> DO THIS
Retype the whole listing, please, keeping every line exact and dropping the pictures.

> MATERIAL SUPPLIED
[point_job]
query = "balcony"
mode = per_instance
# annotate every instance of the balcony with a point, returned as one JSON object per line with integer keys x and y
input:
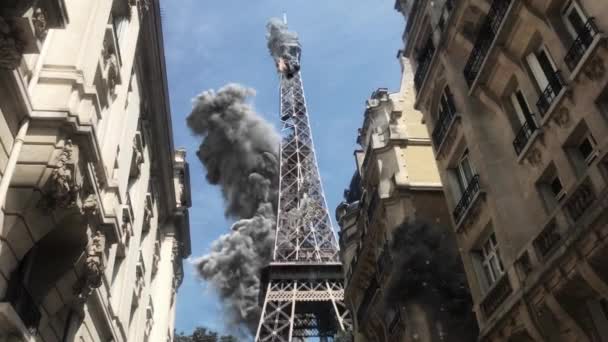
{"x": 581, "y": 44}
{"x": 581, "y": 200}
{"x": 546, "y": 99}
{"x": 467, "y": 199}
{"x": 443, "y": 126}
{"x": 395, "y": 322}
{"x": 524, "y": 135}
{"x": 496, "y": 296}
{"x": 547, "y": 240}
{"x": 385, "y": 260}
{"x": 24, "y": 305}
{"x": 423, "y": 63}
{"x": 368, "y": 298}
{"x": 487, "y": 33}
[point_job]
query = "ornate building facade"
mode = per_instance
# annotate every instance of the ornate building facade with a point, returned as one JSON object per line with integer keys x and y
{"x": 394, "y": 231}
{"x": 514, "y": 94}
{"x": 94, "y": 200}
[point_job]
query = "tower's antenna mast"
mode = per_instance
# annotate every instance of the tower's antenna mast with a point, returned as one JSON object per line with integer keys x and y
{"x": 303, "y": 287}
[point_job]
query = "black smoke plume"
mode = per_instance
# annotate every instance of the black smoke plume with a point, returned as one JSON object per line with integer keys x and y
{"x": 430, "y": 273}
{"x": 239, "y": 149}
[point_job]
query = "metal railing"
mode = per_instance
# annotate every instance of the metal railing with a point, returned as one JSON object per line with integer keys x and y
{"x": 581, "y": 200}
{"x": 368, "y": 297}
{"x": 394, "y": 323}
{"x": 524, "y": 134}
{"x": 443, "y": 124}
{"x": 581, "y": 44}
{"x": 24, "y": 305}
{"x": 385, "y": 260}
{"x": 466, "y": 199}
{"x": 555, "y": 86}
{"x": 424, "y": 62}
{"x": 485, "y": 37}
{"x": 547, "y": 239}
{"x": 497, "y": 295}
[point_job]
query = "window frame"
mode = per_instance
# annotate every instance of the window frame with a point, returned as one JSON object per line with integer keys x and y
{"x": 538, "y": 73}
{"x": 573, "y": 6}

> ANSWER TO THIS TASK
[point_job]
query = "balcony"
mode = per_instance
# annotate every instance of the balcony with a point, returned as one JSON object per line with integer keys x and y
input:
{"x": 581, "y": 44}
{"x": 581, "y": 200}
{"x": 546, "y": 99}
{"x": 467, "y": 199}
{"x": 443, "y": 126}
{"x": 395, "y": 322}
{"x": 524, "y": 135}
{"x": 496, "y": 296}
{"x": 547, "y": 240}
{"x": 385, "y": 260}
{"x": 24, "y": 305}
{"x": 423, "y": 63}
{"x": 368, "y": 298}
{"x": 487, "y": 33}
[point_job]
query = "ornate building facade"
mode = per_instance
# annotate every instance of the ornate building facade with a point, returned as one JSON object per line with integer keys x and y
{"x": 394, "y": 231}
{"x": 514, "y": 94}
{"x": 94, "y": 200}
[point_job]
query = "tower's antenna mast"
mode = per_instance
# annotate every instance of the tower's antenna mast with a point, returned as one JSON object per line with integer keys x and y
{"x": 303, "y": 287}
[point_job]
query = "black smoke plume"
mode = per_instance
# annotate every instance of the black smoke plume with a point, returned as one JSON object per line with integer keys x and y
{"x": 430, "y": 273}
{"x": 239, "y": 149}
[point_job]
query = "metal railing"
mode = per_instance
# annotate every instance of the metal railing with a point, returned as one JSON object per line with integer keys x and y
{"x": 581, "y": 200}
{"x": 368, "y": 297}
{"x": 394, "y": 323}
{"x": 524, "y": 134}
{"x": 443, "y": 124}
{"x": 581, "y": 44}
{"x": 24, "y": 305}
{"x": 385, "y": 260}
{"x": 466, "y": 199}
{"x": 555, "y": 86}
{"x": 424, "y": 62}
{"x": 485, "y": 37}
{"x": 547, "y": 239}
{"x": 497, "y": 295}
[point_job]
query = "window frame"
mode = per_instance
# annotate every instance of the window frame with a point, returned as one JSON object per line with integer keys x and y
{"x": 538, "y": 73}
{"x": 573, "y": 6}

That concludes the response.